*TEXT SEGMENT*.
'˜It really is the gift of life'- recipient

A Derry woman has spoken of how her life has been transformed in the six months since her brother donated a kidney to her.

Tuesday, 29th March 2016, 12:00 pm
Updated Saturday, 2nd April 2016, 5:08 am
Gary McCorkell and his sister Sharon pictured at her home in home in the Waterside.

Sharon McCorkell and her brother Gary have now urged others to consider joining the donor register to potentially give others the ultimate gift, the gift of life, following their own family’s experience.

Sharon fell sick in late 2014 and went to see a doctor in December that year.

“That’s when I started to get really poorly,” she said.

“Both kidneys had failed. I was sort of relieved when I heard what it was because I wasn’t feeling well, tired, no energy and just feeling sick. That was going on for a few months before that.

“I had to then get a drain in my neck for haemodialysis. I had to get that down at the start of every day in hospital. They said I was very ill. I didn’t realise I was so ill.”

Sharon was on dialysis for some months and her condition continued to deteriorate.

The 43-year-old Gobnascale woman later learned how to do the CAPD (Peritoneal Dialysis Catheter) which goes into your stomach,

at home.

“This is the one you manually”, she explained. “I had to get a tube in the day after Boxing Day. Every couple of hours you do that. You put the fluid in for a few hours and leave it. This went on three times a day at the start.”

She was then trained by a nurse to go on to a dialysis machine for eight hours a night, every night. “I was on that until 29th September last year.”

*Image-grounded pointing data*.
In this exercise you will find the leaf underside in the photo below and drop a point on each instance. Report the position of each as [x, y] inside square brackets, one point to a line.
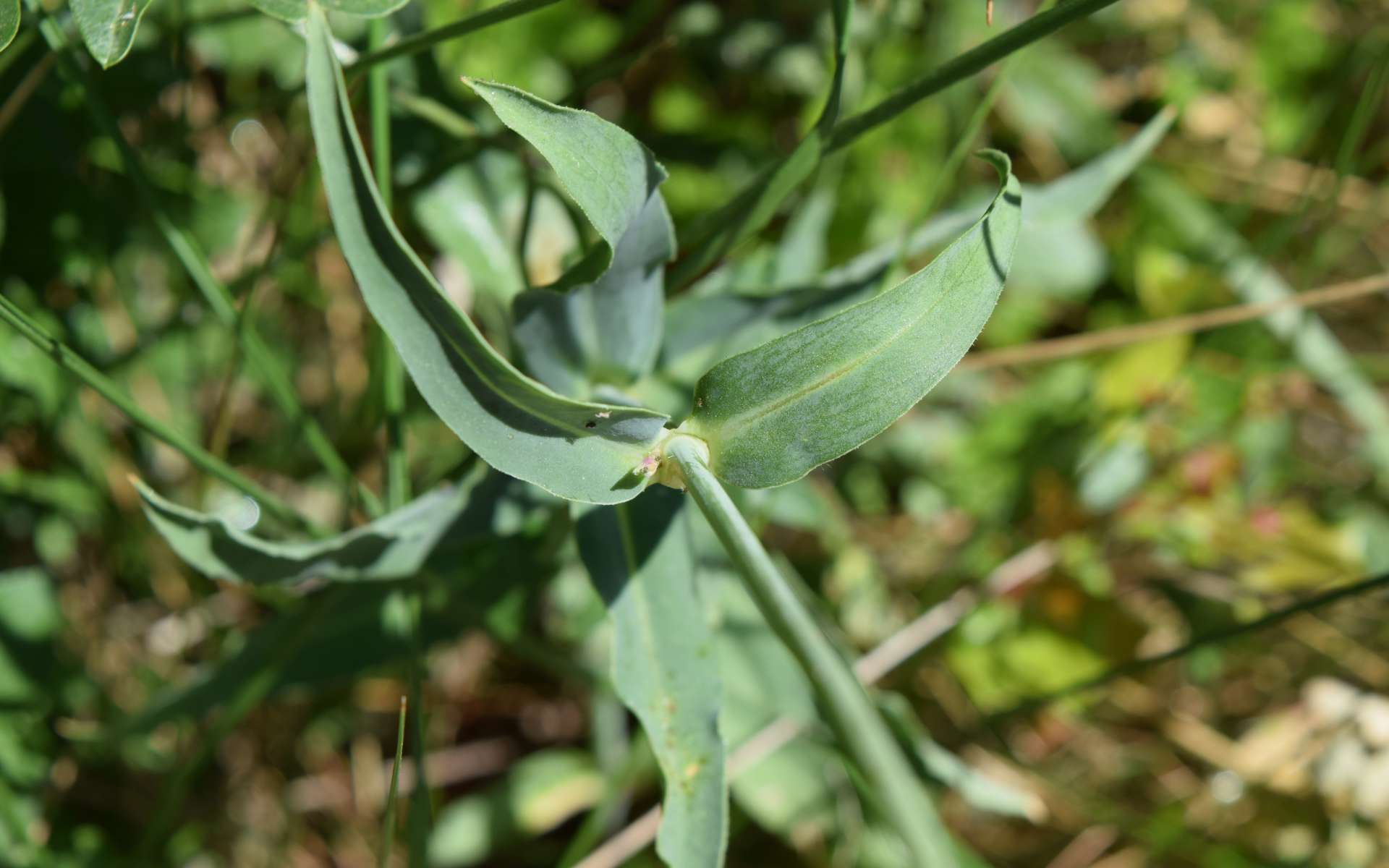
[606, 330]
[578, 451]
[664, 667]
[773, 414]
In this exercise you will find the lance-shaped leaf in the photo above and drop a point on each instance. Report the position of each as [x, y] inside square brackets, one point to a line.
[395, 546]
[109, 27]
[608, 330]
[9, 22]
[771, 414]
[664, 667]
[747, 214]
[297, 10]
[577, 451]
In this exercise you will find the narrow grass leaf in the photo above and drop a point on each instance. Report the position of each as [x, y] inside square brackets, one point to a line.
[755, 208]
[605, 330]
[664, 667]
[577, 451]
[773, 414]
[391, 548]
[109, 27]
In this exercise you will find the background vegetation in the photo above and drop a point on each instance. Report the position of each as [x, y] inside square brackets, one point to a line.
[1055, 511]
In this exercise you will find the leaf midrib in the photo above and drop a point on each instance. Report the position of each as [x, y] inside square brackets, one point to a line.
[353, 148]
[752, 417]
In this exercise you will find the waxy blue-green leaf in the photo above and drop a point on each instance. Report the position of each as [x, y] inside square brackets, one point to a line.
[109, 27]
[577, 451]
[773, 414]
[605, 330]
[608, 331]
[395, 546]
[664, 668]
[1055, 214]
[9, 22]
[297, 10]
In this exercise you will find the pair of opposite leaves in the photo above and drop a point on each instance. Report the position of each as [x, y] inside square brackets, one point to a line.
[768, 416]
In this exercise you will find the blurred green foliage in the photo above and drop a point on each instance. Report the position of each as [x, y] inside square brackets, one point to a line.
[1163, 489]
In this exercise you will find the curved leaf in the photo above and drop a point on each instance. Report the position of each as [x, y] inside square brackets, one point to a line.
[297, 10]
[664, 667]
[109, 27]
[610, 175]
[9, 22]
[577, 451]
[606, 331]
[773, 414]
[395, 546]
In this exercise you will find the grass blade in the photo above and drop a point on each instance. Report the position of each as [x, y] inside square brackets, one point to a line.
[848, 129]
[773, 414]
[606, 331]
[195, 263]
[388, 831]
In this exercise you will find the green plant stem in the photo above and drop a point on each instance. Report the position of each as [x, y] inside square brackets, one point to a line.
[392, 373]
[195, 263]
[856, 721]
[250, 694]
[206, 461]
[961, 67]
[428, 39]
[848, 129]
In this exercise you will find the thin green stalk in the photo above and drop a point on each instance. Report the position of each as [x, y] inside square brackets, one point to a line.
[856, 721]
[250, 694]
[392, 373]
[1220, 637]
[195, 263]
[421, 810]
[961, 149]
[428, 39]
[206, 461]
[389, 821]
[960, 69]
[846, 131]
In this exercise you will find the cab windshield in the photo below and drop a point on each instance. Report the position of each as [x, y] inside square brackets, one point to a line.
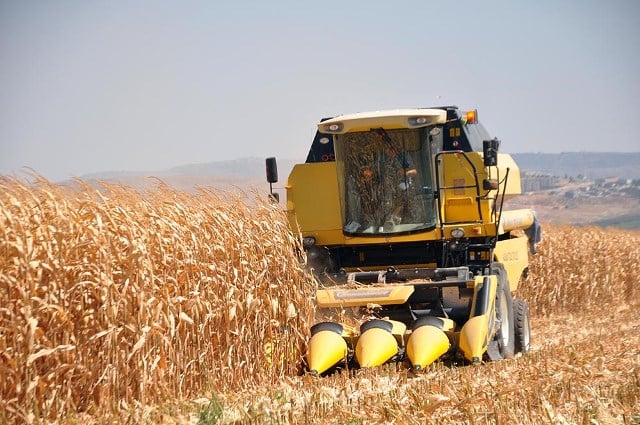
[386, 180]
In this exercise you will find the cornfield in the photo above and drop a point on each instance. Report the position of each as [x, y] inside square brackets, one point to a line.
[113, 301]
[110, 299]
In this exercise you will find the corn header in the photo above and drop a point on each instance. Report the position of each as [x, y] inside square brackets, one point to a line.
[400, 214]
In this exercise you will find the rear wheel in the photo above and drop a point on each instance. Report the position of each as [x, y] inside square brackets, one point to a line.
[503, 344]
[522, 326]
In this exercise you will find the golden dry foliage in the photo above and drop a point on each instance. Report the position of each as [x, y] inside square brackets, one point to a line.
[110, 299]
[583, 269]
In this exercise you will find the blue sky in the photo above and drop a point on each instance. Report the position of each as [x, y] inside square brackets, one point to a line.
[89, 86]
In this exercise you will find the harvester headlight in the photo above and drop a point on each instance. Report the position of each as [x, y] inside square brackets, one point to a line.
[335, 127]
[419, 121]
[471, 117]
[457, 233]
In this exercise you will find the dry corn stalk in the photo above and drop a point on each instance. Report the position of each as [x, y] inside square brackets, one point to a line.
[110, 297]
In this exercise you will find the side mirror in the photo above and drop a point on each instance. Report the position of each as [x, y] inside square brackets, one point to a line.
[272, 170]
[272, 177]
[490, 151]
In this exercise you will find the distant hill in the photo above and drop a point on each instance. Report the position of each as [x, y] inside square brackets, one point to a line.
[591, 165]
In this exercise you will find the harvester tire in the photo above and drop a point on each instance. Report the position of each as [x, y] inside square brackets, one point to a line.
[522, 326]
[504, 340]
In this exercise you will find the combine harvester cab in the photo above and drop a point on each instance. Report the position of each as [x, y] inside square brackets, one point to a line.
[400, 214]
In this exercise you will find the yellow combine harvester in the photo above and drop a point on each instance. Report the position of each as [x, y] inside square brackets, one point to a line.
[400, 213]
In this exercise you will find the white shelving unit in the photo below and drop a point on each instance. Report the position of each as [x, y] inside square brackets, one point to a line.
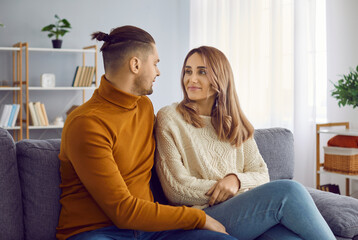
[17, 84]
[319, 165]
[30, 90]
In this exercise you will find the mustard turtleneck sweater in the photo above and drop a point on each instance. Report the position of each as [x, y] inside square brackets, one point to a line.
[107, 153]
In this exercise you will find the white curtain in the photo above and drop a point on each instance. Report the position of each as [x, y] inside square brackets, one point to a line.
[277, 53]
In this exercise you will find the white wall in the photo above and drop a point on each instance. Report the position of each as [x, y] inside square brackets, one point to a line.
[342, 53]
[166, 21]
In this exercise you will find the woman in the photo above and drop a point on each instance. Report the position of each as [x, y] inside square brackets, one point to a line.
[207, 158]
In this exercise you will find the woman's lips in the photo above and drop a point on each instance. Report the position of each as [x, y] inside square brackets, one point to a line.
[193, 88]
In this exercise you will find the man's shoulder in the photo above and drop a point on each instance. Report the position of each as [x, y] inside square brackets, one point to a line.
[168, 111]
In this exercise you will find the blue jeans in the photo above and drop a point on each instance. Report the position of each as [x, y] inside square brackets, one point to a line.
[281, 209]
[113, 232]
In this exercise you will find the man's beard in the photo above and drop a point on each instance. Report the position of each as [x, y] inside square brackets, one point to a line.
[139, 87]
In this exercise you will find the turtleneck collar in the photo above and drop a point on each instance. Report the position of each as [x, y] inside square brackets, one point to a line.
[114, 95]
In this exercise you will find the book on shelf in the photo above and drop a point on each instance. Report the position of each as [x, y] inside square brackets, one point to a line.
[9, 115]
[12, 121]
[38, 115]
[45, 114]
[5, 115]
[83, 76]
[330, 188]
[33, 117]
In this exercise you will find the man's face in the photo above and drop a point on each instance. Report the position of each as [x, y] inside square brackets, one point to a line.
[143, 84]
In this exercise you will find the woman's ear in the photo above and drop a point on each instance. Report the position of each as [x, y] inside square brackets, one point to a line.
[134, 65]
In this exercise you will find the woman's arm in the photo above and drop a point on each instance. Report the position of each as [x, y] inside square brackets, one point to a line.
[255, 172]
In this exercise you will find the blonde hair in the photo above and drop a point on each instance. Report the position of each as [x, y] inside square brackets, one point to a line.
[228, 119]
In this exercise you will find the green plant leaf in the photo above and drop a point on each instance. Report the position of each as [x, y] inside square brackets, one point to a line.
[57, 29]
[346, 89]
[48, 28]
[66, 23]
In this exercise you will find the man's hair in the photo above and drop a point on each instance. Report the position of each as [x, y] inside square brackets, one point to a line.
[228, 119]
[121, 42]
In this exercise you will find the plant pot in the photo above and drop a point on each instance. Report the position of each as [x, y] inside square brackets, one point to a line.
[56, 43]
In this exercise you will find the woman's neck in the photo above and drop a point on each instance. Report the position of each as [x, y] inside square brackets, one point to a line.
[205, 106]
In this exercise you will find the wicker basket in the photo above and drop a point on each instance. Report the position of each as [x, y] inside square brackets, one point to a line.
[341, 160]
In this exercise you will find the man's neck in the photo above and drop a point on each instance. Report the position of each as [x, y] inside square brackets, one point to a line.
[120, 81]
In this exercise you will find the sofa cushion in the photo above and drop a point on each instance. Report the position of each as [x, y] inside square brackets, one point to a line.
[276, 148]
[11, 226]
[39, 170]
[340, 212]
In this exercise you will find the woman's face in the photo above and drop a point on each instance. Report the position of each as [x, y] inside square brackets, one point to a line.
[196, 82]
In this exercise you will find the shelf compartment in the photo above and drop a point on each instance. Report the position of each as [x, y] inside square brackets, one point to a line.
[61, 88]
[355, 177]
[46, 127]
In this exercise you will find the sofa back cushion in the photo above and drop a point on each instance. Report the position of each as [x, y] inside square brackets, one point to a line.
[39, 170]
[11, 226]
[276, 148]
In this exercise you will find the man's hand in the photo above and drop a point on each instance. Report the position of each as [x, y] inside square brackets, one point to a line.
[224, 189]
[214, 225]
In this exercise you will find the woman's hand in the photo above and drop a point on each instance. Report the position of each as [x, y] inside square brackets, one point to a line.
[214, 225]
[224, 189]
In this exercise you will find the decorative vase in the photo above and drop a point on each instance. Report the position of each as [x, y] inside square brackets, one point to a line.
[56, 43]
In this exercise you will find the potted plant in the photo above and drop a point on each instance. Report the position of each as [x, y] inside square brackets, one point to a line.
[346, 90]
[60, 28]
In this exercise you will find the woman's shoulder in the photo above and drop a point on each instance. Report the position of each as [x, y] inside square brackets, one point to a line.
[168, 111]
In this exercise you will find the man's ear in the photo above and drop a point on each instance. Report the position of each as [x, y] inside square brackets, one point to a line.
[134, 65]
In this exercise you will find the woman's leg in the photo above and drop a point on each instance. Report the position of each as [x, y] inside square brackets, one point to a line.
[278, 232]
[285, 202]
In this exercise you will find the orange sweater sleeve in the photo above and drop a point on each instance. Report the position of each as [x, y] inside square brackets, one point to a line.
[88, 145]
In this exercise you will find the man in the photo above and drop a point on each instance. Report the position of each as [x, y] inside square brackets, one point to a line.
[107, 153]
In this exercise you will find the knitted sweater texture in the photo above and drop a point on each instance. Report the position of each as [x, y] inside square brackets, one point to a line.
[107, 153]
[190, 160]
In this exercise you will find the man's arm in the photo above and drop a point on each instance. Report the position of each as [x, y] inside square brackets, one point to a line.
[89, 148]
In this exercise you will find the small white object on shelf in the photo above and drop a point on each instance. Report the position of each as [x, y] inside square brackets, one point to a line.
[48, 80]
[58, 121]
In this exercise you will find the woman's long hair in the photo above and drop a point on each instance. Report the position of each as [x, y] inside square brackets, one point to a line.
[228, 119]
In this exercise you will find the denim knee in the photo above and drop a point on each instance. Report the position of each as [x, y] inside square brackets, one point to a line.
[289, 187]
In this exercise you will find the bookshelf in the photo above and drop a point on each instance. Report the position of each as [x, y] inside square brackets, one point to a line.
[329, 128]
[15, 88]
[36, 90]
[22, 91]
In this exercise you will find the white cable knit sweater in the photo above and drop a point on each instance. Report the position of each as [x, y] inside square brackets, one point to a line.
[190, 160]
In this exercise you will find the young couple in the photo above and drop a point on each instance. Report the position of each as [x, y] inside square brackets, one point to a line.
[206, 157]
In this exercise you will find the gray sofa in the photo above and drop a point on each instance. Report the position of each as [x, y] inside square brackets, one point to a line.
[30, 178]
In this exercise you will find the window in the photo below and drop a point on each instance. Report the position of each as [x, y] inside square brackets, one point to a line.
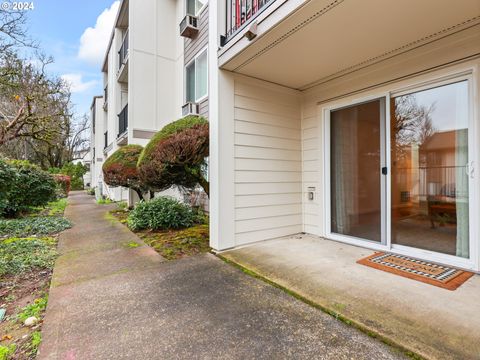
[194, 6]
[196, 78]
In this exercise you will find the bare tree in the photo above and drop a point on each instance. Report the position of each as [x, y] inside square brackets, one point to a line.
[13, 31]
[413, 123]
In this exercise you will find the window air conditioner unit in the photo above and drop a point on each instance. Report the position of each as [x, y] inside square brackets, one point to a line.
[190, 109]
[188, 26]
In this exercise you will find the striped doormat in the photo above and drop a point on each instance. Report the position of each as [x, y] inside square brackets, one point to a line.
[439, 275]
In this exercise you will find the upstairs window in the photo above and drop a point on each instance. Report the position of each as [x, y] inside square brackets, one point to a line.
[196, 76]
[194, 6]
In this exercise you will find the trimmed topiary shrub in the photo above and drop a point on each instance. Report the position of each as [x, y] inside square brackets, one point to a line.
[176, 155]
[161, 213]
[30, 187]
[120, 169]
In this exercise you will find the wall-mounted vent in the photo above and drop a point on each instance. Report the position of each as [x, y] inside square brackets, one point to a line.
[188, 26]
[190, 109]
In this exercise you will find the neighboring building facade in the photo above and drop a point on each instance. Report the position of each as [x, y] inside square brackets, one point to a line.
[321, 115]
[97, 143]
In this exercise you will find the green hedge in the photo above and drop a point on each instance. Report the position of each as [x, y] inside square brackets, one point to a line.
[39, 225]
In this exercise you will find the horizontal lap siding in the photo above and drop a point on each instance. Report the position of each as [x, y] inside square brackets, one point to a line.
[193, 46]
[268, 163]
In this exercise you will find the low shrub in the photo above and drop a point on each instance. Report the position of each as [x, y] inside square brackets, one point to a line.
[19, 255]
[27, 186]
[161, 213]
[39, 225]
[104, 201]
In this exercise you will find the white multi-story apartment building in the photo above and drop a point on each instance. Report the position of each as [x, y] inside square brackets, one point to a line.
[356, 121]
[306, 102]
[150, 72]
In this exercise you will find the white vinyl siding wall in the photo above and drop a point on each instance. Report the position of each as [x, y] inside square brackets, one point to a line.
[193, 46]
[268, 166]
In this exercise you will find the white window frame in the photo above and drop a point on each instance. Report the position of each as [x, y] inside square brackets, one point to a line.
[199, 10]
[469, 74]
[194, 60]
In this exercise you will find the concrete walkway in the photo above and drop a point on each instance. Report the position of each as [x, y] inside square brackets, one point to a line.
[431, 321]
[112, 301]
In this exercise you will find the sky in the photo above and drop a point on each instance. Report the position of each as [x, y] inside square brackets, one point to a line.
[75, 33]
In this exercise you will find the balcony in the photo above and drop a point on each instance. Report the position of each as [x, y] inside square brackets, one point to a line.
[105, 98]
[105, 140]
[122, 74]
[122, 126]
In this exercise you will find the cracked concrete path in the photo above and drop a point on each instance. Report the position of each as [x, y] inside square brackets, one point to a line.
[112, 301]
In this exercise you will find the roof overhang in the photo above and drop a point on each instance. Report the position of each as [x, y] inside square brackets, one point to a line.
[321, 39]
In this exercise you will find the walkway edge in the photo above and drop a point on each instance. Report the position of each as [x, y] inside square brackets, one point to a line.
[372, 332]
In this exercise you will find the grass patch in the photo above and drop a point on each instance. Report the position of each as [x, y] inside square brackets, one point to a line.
[121, 215]
[175, 244]
[104, 201]
[35, 341]
[39, 225]
[19, 255]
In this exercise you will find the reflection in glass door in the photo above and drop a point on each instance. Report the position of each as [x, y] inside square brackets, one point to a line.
[356, 155]
[429, 156]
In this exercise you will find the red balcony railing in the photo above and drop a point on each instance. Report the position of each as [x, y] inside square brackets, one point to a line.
[241, 12]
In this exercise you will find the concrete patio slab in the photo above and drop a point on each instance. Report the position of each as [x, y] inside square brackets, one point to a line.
[433, 322]
[195, 308]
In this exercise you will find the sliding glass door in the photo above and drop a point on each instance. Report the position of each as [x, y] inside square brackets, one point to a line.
[403, 182]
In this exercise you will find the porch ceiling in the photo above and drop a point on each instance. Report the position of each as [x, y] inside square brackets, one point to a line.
[324, 38]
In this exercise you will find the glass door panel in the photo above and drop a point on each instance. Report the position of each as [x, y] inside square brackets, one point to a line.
[355, 163]
[429, 156]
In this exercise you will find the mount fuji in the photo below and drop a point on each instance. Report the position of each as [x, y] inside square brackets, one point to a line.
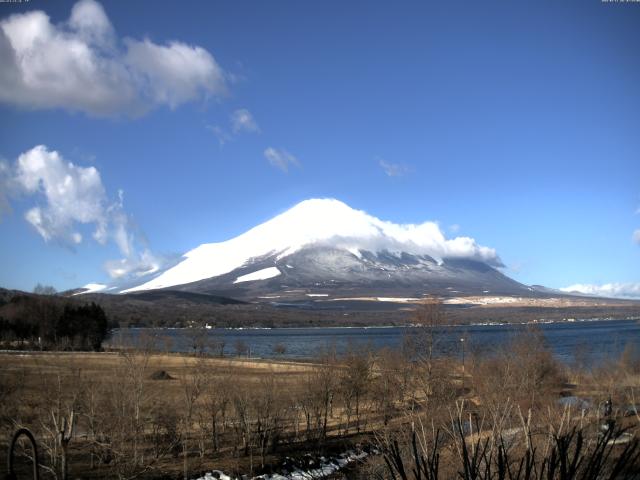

*QUESTIONS TO ANSWER*.
A. In the kidney donation article, why was Sharon relieved when she learned what was wrong with her? Answer in one to three sentences.
B. For each statement, say whether it agrees with the kidney donation article, giving yes or no along with the exact words from the article that decide it: (i) Sharon is 43 and from Gobnascale. (ii) Sharon first saw a doctor about her illness in December 2015. (iii) Sharon's nightly machine dialysis lasted eight hours.
C. Continue the kidney donation article from the point where it stops.

*TASK ANSWERS*.
A. She was relieved because she hadn't been feeling well. She had been tired, had no energy and felt sick for a few months before the diagnosis.

B.
(i) Yes: "The 43-year-old Gobnascale woman"
(ii) No: "Sharon fell sick in late 2014 and went to see a doctor in December that year."
(iii) Yes: "go on to a dialysis machine for eight hours a night, every night"

C.
At one stage, Sharon’s renal function was recorded at just 5%, and she was told a transplant was needed. The family had been tested some months prior to the actual transplant, and Sharon’s elder brother Gary, (46) was found to be a match.

“He said to me from the start, ‘If you need one I’ll be giving you one,” Sharon said. “And he did, he stuck to his word.”

“There was no hesitation at all,” Gary said. “I would do it for anybody, to be honest, especially your family. There was no nerves, no nothing, just straight to it.”

The operation was scheduled for October 2015, but was then moved forward as Gary explained.

“We were up getting tests, and one of the nurses then said: ‘What about a cancellation’, and I said, that’s ok when is it? The sooner the better, that’s what I said to Sharon. Let’s go.”

The operation went ahead at the City Hospital, Belfast on September 30th, with the siblings being brought in the day before.

“I was out the next day,” Gary said. “I was up and about the next day, that morning. I was walking up and down the ward, the nurses were looking at me saying, ‘It’s nice to be up, but you shouldn’t be up’.

“After the operation I found myself drained a wee bit, just tired but after a couple of months I was myself again.”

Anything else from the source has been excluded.